▶ _WHAT IS NEEDED_: Locate the line containing "If you could pick out the hanging" in the data below. Reproduce it and every following line up to the end, exactly as given.

▶ _SOURCE MATERIAL_:
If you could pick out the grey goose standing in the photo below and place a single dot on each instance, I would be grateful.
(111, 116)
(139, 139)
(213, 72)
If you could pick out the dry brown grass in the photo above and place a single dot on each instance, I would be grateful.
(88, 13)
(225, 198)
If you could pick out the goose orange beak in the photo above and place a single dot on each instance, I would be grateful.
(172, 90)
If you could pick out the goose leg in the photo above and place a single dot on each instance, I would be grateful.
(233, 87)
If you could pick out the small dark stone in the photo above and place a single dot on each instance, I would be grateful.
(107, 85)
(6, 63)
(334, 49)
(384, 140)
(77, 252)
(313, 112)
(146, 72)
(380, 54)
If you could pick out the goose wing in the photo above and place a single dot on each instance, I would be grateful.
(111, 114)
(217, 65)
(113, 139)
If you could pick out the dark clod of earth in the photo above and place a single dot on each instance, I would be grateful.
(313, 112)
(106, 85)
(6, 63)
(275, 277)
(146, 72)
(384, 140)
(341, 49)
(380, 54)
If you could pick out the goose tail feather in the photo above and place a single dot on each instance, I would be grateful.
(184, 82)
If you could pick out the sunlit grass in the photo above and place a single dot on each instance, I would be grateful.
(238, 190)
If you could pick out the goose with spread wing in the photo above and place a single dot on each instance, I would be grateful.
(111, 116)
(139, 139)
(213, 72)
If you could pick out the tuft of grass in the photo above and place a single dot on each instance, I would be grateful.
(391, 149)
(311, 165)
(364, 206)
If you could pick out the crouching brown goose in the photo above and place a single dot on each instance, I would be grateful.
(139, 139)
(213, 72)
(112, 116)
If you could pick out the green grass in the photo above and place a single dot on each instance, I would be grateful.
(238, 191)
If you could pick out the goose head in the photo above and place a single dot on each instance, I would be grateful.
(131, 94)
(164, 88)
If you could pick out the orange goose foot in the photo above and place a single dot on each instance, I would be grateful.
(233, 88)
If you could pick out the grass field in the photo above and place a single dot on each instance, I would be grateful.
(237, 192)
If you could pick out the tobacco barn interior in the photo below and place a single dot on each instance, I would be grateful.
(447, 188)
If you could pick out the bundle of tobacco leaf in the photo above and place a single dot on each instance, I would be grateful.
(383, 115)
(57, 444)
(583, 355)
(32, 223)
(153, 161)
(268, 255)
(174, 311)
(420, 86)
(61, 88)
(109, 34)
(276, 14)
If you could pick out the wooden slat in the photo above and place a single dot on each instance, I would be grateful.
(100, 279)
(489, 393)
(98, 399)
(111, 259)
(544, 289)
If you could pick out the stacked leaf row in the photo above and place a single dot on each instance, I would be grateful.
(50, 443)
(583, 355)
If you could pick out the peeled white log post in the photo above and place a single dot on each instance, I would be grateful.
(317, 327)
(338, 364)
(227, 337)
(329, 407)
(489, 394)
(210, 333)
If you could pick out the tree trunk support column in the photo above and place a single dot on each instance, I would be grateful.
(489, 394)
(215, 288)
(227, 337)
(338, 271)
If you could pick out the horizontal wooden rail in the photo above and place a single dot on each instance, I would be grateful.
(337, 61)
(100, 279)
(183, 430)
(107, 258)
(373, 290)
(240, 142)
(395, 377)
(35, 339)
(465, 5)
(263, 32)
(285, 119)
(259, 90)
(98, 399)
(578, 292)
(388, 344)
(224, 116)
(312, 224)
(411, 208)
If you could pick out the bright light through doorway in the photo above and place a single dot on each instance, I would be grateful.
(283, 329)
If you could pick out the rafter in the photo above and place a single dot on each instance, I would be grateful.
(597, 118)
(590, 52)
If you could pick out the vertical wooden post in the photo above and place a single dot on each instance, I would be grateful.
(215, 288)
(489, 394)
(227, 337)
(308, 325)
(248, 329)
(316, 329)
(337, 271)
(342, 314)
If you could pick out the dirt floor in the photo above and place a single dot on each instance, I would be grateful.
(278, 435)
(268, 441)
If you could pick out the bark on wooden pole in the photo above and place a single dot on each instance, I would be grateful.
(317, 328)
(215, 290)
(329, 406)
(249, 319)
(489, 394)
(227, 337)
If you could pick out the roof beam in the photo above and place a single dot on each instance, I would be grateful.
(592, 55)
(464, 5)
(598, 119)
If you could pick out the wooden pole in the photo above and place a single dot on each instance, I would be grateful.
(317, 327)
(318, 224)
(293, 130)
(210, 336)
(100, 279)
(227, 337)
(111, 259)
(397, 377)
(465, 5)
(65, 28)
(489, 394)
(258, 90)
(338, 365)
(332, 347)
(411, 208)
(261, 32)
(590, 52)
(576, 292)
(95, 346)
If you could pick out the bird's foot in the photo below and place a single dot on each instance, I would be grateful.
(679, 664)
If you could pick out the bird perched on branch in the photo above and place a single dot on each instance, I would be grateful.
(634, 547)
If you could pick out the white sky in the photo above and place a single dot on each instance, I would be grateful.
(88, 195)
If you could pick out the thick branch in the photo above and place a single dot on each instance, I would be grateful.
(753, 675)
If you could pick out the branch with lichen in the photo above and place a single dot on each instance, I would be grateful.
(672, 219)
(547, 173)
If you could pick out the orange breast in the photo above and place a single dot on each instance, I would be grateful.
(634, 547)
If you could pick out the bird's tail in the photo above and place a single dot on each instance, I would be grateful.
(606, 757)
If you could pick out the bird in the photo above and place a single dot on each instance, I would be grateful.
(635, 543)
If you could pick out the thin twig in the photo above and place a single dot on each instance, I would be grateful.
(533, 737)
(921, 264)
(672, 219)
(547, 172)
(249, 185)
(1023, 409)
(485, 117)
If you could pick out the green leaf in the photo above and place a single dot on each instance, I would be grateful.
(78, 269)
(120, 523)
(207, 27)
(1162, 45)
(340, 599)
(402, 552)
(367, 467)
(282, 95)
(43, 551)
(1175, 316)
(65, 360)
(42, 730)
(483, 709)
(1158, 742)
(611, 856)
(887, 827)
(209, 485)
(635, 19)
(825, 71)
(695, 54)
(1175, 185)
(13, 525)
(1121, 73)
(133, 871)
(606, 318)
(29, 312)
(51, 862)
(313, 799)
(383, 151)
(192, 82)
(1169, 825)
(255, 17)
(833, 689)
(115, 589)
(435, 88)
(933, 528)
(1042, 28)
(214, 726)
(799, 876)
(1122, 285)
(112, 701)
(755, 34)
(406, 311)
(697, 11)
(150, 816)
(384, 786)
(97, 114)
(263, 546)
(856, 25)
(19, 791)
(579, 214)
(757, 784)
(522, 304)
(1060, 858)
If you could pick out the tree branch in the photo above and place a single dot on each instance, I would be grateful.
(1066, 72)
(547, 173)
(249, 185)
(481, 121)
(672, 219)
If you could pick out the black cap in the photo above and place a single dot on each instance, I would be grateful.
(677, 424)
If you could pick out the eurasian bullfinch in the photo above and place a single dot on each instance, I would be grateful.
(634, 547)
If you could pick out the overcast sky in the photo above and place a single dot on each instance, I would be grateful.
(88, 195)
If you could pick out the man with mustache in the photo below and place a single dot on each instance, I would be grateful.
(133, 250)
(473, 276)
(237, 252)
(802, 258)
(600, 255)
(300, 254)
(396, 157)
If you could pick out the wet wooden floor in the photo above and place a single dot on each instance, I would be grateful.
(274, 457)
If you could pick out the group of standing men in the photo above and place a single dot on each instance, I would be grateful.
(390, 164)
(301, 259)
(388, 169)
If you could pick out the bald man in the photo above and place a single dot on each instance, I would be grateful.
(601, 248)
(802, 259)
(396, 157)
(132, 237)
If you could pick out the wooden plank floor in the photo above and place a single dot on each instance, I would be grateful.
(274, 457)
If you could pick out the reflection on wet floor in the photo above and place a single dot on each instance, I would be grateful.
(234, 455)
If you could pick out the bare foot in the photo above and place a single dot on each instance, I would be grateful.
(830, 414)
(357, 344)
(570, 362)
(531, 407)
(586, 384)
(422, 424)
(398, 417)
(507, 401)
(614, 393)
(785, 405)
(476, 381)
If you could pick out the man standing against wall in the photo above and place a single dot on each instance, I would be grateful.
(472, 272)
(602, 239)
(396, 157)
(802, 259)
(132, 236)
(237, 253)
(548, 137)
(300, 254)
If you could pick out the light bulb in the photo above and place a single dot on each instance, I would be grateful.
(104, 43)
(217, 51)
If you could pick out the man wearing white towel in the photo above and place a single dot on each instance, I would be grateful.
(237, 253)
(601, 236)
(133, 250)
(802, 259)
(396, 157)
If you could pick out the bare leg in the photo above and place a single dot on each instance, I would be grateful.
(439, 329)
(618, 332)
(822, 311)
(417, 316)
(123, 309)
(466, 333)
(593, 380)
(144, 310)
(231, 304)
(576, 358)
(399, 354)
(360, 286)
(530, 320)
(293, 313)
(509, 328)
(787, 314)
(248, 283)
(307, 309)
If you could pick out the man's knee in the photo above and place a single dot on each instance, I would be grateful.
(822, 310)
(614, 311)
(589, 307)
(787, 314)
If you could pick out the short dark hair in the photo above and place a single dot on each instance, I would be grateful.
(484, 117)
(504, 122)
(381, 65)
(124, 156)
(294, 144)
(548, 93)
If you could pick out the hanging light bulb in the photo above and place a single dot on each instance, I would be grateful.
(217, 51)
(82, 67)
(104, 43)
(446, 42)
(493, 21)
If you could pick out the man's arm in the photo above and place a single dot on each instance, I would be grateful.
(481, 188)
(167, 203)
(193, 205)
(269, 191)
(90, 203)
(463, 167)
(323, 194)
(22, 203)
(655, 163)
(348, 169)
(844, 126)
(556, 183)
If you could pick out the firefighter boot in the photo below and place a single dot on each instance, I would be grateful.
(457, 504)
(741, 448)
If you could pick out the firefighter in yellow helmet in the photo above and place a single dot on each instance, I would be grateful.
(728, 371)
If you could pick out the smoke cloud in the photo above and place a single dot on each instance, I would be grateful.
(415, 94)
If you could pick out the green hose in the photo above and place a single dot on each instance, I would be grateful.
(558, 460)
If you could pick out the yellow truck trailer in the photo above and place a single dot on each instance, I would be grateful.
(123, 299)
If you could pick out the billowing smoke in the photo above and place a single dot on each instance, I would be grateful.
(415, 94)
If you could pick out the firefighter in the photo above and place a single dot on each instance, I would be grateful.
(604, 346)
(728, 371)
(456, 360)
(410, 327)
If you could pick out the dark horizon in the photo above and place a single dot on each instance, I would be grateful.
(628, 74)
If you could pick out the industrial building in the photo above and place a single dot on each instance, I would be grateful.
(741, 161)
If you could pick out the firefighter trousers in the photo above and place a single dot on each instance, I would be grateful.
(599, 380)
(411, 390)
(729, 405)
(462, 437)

▶ _COMPLETED EXERCISE_:
If you could pick out the hanging light bulb in the photo above and place a single dot on each instance, I would be grateful.
(217, 51)
(82, 67)
(104, 43)
(446, 42)
(493, 21)
If you could pick out the man's arm in the photo above and place a single dot on each instance, I would be grateful.
(481, 188)
(167, 203)
(193, 205)
(269, 191)
(90, 203)
(463, 167)
(323, 194)
(22, 203)
(655, 163)
(348, 169)
(844, 126)
(556, 183)
If you could pick out the firefighter boot in the photo below and place a single dot on each instance, I would be grateful.
(457, 504)
(741, 448)
If you could pick out the firefighter in yellow helmet in the photo above and place a single dot on each instance, I would be grateful.
(728, 371)
If you could pick out the smoke cloud in the photo above and place a single dot on each instance, I would be grateful.
(415, 94)
If you could pick out the green hose in the photo above and place a single dot on each instance, I would be grateful.
(558, 460)
If you could pick out the yellow truck trailer in the photo above and place a single dot on each instance, I would be grateful.
(123, 299)
If you could pick out the billowing smoke in the photo above and place a single dot on each instance, I would be grateful.
(415, 94)
If you could pick out the firefighter in the photo above and place a single dot on each instance, I would be grateful.
(604, 346)
(728, 371)
(456, 360)
(410, 327)
If you could pick out the dark horizon in the photo above and place a single dot on each instance, I would be grateful.
(628, 74)
If you could pick out the industrial building in the photo above and place a single dot on each instance, I would be grateful.
(741, 161)
If you could pick out the firefighter trousers in the photo above and place a single dot on each instance, I would be grateful.
(599, 380)
(411, 390)
(729, 405)
(462, 437)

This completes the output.